--- Begin DATASET EXCERPTS ---
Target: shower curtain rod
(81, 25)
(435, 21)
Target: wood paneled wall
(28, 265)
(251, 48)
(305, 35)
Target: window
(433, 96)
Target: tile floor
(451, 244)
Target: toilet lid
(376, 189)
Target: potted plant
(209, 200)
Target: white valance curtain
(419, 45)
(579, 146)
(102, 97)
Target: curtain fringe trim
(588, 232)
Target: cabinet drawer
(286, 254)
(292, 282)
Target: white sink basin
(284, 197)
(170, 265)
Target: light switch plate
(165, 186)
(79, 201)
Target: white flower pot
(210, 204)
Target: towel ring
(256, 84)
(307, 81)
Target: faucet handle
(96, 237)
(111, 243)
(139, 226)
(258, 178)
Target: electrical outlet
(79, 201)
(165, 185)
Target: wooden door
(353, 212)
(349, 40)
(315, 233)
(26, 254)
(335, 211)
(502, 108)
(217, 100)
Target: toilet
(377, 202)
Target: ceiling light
--- End DATASET EXCERPTS ---
## WHAT YOU SHOULD DO:
Can you reproduce all of the material above again, line for line, without changing anything?

## ANSWER BELOW:
Target: shower curtain rod
(81, 25)
(435, 21)
Target: wood paneled wall
(28, 265)
(251, 48)
(305, 35)
Target: window
(433, 96)
Target: tile floor
(451, 244)
Target: toilet lid
(376, 189)
Target: potted plant
(209, 200)
Target: white valance curtain
(419, 45)
(579, 146)
(102, 97)
Target: curtain fringe trim
(588, 232)
Target: cabinet drawer
(286, 254)
(292, 282)
Target: white sink basin
(284, 197)
(170, 265)
Target: light switch plate
(165, 186)
(79, 201)
Target: white flower pot
(210, 204)
Target: towel ring
(256, 84)
(307, 81)
Target: faucet handle
(96, 237)
(111, 243)
(139, 226)
(258, 178)
Target: electrical outlet
(79, 201)
(165, 185)
Target: wooden door
(353, 212)
(349, 40)
(315, 233)
(26, 254)
(335, 211)
(502, 108)
(217, 100)
Target: toilet
(377, 202)
Target: ceiling light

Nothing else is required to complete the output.